Tasks:
1) Please translate this sentence from the rosacea passage into Spanish: "Rosacea typically begins as redness on the central face across the cheeks, nose, or forehead, but can also less commonly affect the neck, chest, ears, and scalp."
2) Answer these questions using the rosacea passage:
(a) How many subtypes of rosacea does it list?
(b) What is the most advanced phymatous type of rosacea called?
(c) Which subtype involves red skin around the eyes and eyelids?

Passage provided:
Segment Open
There are four subtypes of rosacea, each of which has telltale symptoms:

  • Erythematotelangiectatic rosacea: flushing and persistent redness, sometimes with visible webs of blood vessels
  • Papulopustular rosacea: persistent red skin with bumps and pimples, or pustules
  • Phymatous rosacea: thickened skin and enlargement of the nose and surrounding tissue. The most advanced phymatous type of rosacea is called rhinophyma, which affects the oil glands on the outside of the nose and causes the nose to enlarge and have a reddish or yellow waxy look.
  • Ocular rosacea: red skin around the eyes and eyelids, often accompanied by other symptoms such as dry eyes, swollen eyelids, tearing and burning, and in some cases, recurrent infections.

Rosacea is a long term skin condition characterized by facial redness, small and superfacial dilated blood vessels on facial skin, papules, pustules, and swelling. Rosacea typically begins as redness on the central face across the cheeks, nose, or forehead, but can also less commonly affect the neck, chest, ears, and scalp.
Segment Closed
Source data:
Segment Open
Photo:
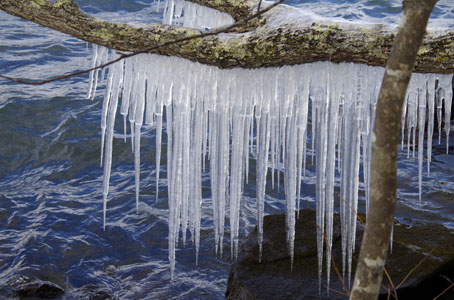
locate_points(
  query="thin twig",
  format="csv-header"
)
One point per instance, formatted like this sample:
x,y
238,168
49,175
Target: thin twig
x,y
445,290
335,267
216,31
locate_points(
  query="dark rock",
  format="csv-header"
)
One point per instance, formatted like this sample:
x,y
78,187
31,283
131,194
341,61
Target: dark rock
x,y
429,245
92,292
39,290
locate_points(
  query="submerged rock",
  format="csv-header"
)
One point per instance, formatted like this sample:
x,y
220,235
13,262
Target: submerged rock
x,y
428,247
39,290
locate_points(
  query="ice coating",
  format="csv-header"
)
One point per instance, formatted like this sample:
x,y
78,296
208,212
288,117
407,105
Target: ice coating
x,y
187,14
272,114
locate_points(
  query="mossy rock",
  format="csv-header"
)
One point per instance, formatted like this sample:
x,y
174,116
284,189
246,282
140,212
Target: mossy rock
x,y
427,246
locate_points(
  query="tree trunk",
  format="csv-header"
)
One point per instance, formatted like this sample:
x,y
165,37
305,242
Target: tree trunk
x,y
383,184
274,40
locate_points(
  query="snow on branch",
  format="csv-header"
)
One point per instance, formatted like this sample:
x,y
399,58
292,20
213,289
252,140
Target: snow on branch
x,y
274,40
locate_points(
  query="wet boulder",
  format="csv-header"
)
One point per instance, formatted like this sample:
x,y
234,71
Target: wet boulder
x,y
39,290
421,263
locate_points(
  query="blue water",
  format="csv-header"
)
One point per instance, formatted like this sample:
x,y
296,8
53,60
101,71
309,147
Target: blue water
x,y
50,178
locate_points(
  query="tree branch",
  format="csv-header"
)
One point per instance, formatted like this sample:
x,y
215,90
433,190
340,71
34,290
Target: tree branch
x,y
277,41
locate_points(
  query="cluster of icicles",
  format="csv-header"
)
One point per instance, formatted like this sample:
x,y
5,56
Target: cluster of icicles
x,y
280,116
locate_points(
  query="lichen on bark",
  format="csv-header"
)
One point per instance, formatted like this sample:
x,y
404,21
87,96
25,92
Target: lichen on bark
x,y
264,42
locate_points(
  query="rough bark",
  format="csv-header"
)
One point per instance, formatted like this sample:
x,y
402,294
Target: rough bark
x,y
275,40
375,244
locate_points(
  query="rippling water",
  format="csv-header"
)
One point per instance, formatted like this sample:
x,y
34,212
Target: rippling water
x,y
50,179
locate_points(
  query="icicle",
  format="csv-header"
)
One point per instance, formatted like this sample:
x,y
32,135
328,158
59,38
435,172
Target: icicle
x,y
445,87
227,116
111,111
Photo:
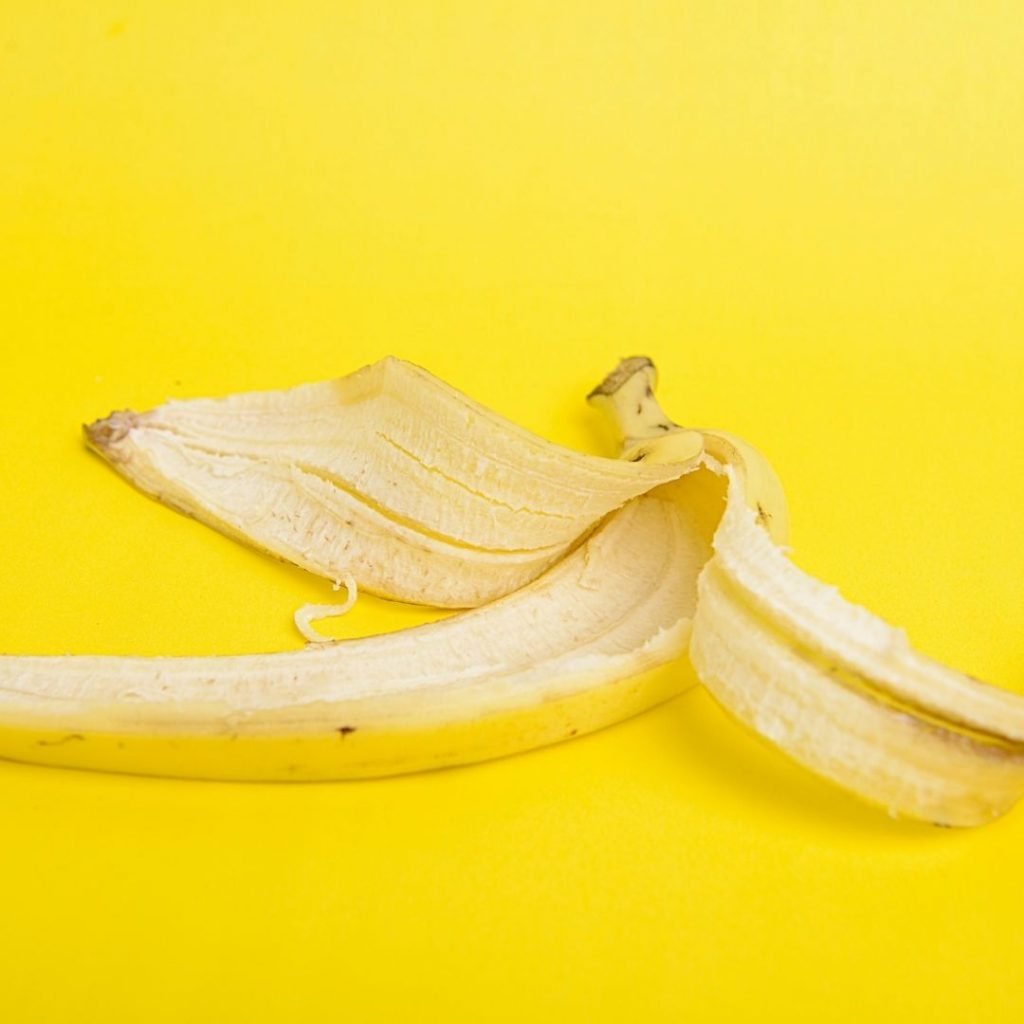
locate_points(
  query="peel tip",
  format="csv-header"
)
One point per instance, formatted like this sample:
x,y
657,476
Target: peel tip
x,y
107,435
626,370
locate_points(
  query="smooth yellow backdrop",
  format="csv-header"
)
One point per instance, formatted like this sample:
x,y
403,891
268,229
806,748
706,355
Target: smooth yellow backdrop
x,y
810,214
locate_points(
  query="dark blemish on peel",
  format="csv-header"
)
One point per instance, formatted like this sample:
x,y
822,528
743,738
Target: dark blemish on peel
x,y
61,740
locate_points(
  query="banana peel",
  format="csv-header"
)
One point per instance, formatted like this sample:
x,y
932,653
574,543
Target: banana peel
x,y
587,581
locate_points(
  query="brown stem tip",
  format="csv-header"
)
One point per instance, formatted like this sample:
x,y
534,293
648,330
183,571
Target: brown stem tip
x,y
626,369
108,433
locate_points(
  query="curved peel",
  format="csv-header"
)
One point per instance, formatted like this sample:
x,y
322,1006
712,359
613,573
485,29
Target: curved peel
x,y
576,650
387,475
394,478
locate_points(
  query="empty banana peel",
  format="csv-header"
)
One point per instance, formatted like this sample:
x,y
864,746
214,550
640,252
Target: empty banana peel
x,y
591,579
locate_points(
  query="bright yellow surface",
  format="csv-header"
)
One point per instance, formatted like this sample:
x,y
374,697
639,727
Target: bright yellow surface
x,y
811,214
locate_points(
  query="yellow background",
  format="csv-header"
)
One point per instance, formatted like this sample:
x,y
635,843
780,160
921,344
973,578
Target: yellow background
x,y
810,214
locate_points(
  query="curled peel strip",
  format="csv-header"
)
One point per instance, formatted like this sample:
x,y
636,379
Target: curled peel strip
x,y
589,580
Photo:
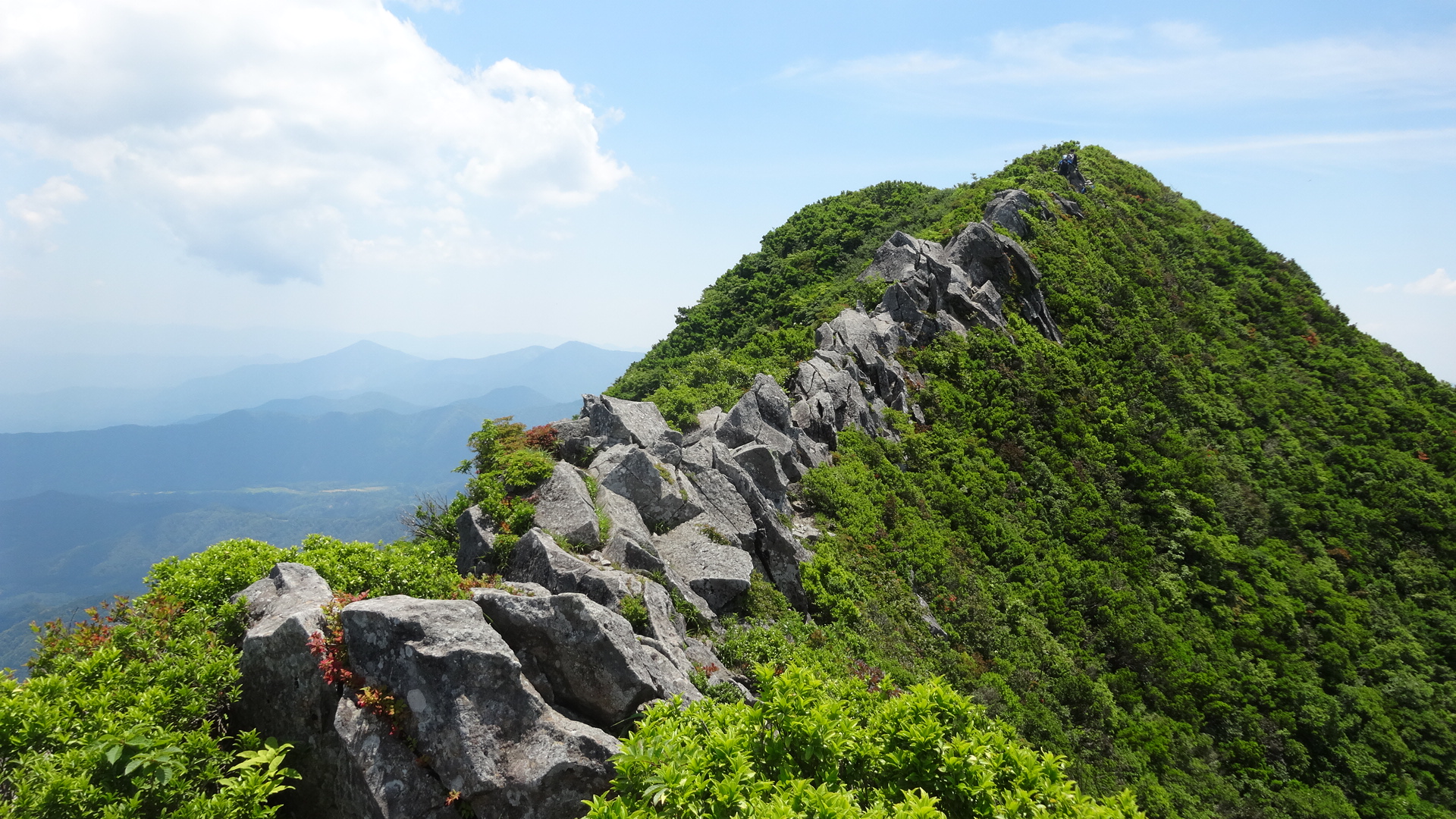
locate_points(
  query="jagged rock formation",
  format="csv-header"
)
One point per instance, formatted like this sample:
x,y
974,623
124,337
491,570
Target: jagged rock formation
x,y
509,697
710,507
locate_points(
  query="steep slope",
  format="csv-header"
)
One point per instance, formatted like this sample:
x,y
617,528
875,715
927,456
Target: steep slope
x,y
1204,545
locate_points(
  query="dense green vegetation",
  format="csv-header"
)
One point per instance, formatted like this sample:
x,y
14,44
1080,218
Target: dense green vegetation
x,y
1203,553
839,749
1204,550
126,714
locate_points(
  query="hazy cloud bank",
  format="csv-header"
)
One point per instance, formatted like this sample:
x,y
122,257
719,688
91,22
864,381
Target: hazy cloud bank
x,y
275,136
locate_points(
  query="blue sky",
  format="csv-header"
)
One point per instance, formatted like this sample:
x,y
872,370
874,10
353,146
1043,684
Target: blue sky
x,y
273,177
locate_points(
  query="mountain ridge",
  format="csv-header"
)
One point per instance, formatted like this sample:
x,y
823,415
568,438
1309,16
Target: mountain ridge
x,y
561,373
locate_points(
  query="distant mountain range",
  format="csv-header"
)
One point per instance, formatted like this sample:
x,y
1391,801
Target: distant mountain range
x,y
560,373
254,447
338,445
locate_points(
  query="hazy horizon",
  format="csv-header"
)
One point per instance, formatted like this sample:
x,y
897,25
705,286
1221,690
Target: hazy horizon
x,y
453,168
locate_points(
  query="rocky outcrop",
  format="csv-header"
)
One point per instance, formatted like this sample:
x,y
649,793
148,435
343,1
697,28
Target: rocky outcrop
x,y
660,493
350,768
582,656
504,701
565,509
482,727
1006,209
507,716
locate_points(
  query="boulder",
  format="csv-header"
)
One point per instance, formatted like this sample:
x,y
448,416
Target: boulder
x,y
718,573
615,422
900,257
585,653
986,256
832,398
1069,207
626,521
538,560
565,509
764,416
724,509
573,441
661,494
708,423
472,714
762,464
284,695
929,618
1006,209
392,783
289,588
873,343
476,548
702,657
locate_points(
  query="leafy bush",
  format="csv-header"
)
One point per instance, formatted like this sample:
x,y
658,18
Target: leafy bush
x,y
123,719
124,713
1206,548
839,749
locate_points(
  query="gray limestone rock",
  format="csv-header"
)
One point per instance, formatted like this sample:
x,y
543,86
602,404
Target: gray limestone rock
x,y
718,573
1006,209
900,257
764,466
587,653
873,343
476,542
574,441
539,560
726,510
617,422
832,398
472,714
289,588
986,256
1071,207
626,521
284,695
565,509
708,423
661,494
394,786
702,657
929,618
764,416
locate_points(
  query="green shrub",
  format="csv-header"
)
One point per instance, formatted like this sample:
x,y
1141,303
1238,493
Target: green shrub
x,y
832,749
525,468
634,610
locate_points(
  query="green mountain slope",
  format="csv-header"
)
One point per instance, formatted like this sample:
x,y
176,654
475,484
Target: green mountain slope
x,y
1206,548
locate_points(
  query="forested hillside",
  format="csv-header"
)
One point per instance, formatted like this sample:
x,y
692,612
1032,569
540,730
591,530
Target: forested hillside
x,y
1200,554
1204,547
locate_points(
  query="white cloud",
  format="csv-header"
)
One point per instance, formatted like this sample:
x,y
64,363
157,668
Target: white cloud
x,y
1433,284
1163,64
277,136
41,207
427,5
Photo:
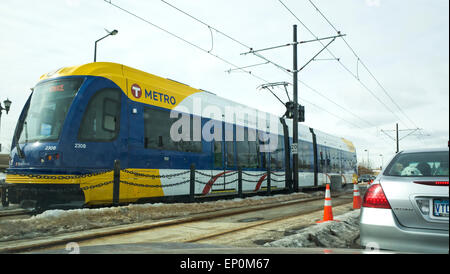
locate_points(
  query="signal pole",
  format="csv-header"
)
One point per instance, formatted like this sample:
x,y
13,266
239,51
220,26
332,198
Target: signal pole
x,y
295,106
295,122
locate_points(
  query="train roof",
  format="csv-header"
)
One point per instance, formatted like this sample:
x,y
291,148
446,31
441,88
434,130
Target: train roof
x,y
189,98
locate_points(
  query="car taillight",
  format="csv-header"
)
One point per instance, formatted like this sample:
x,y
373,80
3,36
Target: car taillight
x,y
375,197
432,183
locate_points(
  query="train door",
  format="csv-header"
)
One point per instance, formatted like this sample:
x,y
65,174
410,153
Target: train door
x,y
224,157
102,135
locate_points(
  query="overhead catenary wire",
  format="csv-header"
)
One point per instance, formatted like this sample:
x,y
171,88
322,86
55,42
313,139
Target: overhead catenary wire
x,y
343,66
363,64
285,70
220,58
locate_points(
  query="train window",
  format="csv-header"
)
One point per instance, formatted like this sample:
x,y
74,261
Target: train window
x,y
157,124
247,150
101,119
218,157
230,153
277,156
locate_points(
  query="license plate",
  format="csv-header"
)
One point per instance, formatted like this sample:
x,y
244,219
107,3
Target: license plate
x,y
440,207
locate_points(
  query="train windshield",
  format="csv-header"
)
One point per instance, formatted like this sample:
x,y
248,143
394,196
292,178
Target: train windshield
x,y
48,109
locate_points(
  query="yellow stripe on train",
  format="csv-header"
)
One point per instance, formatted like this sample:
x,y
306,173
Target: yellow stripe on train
x,y
139,86
96,193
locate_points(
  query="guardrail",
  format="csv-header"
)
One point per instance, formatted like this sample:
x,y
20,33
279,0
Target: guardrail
x,y
268,175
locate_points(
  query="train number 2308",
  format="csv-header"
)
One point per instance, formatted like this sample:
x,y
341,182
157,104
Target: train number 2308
x,y
78,145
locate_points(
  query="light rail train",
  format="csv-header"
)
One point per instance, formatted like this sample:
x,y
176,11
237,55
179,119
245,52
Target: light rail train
x,y
79,120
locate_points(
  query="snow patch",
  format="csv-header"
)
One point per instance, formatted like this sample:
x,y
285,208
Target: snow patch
x,y
329,234
54,222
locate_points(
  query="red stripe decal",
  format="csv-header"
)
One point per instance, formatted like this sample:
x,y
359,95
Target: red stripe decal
x,y
208,186
258,185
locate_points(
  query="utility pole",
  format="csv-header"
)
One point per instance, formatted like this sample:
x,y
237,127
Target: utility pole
x,y
293,108
396,132
295,133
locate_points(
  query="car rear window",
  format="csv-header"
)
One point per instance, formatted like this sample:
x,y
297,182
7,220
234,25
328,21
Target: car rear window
x,y
419,164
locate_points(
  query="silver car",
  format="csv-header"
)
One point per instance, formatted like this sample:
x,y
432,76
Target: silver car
x,y
406,208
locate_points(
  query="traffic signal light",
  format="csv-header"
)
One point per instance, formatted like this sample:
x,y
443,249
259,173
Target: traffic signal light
x,y
290,111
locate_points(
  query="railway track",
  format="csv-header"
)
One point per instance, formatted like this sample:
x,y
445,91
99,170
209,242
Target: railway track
x,y
194,228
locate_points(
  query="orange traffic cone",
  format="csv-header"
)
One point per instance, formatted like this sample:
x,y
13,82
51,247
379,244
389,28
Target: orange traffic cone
x,y
327,209
356,197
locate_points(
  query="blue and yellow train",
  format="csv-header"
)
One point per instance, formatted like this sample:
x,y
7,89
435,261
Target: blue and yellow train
x,y
79,120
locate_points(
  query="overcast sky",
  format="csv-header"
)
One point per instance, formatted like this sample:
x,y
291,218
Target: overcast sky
x,y
403,43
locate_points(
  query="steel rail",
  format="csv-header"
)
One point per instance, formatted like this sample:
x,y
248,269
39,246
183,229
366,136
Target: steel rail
x,y
18,246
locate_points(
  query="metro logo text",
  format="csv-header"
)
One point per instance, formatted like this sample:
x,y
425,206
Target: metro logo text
x,y
160,97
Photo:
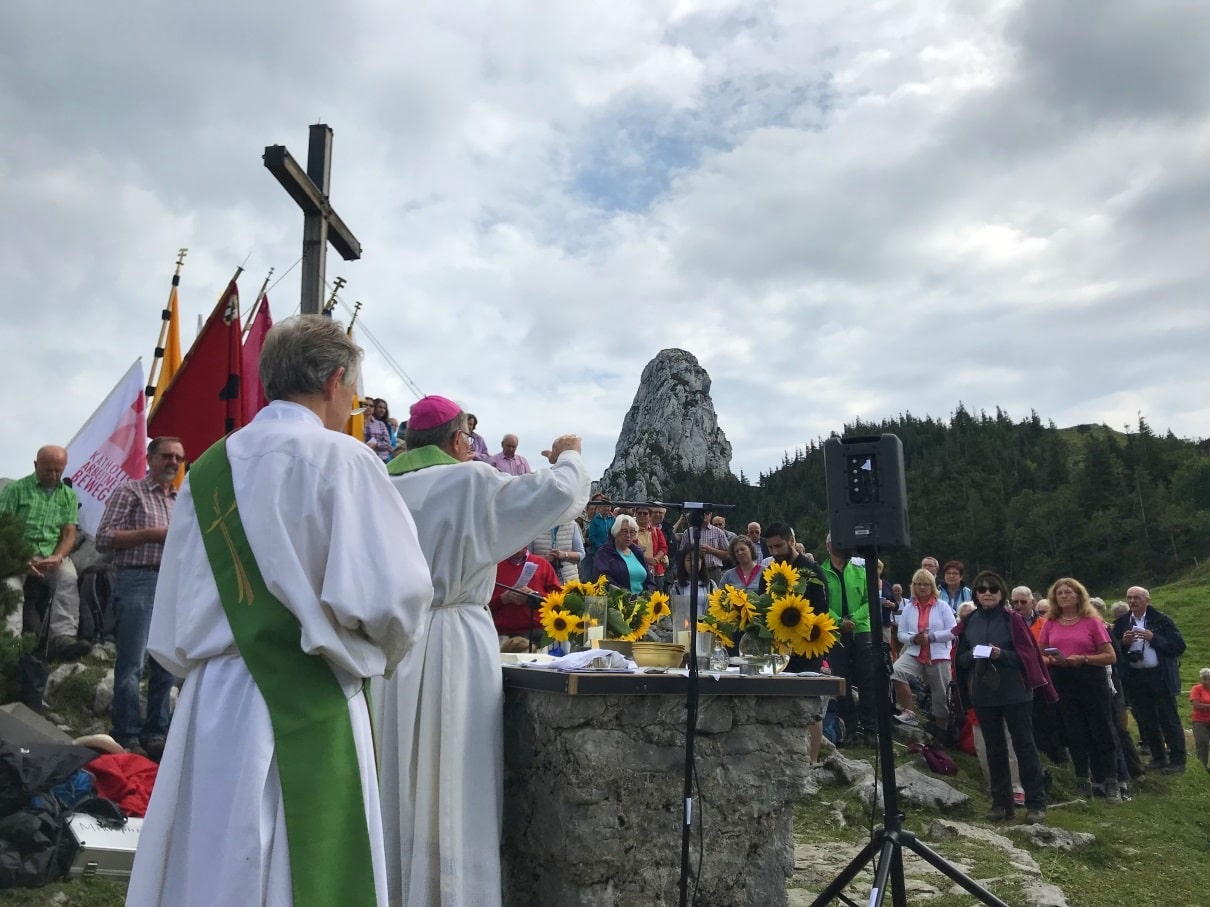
Segment Closed
Answers to this exercise:
1) La rosácea suele comenzar como enrojecimiento en la zona central del rostro, en las mejillas, la nariz o la frente, pero con menos frecuencia también puede afectar el cuello, el pecho, las orejas y el cuero cabelludo.

2)
(a) Four
(b) Rhinophyma
(c) Ocular rosacea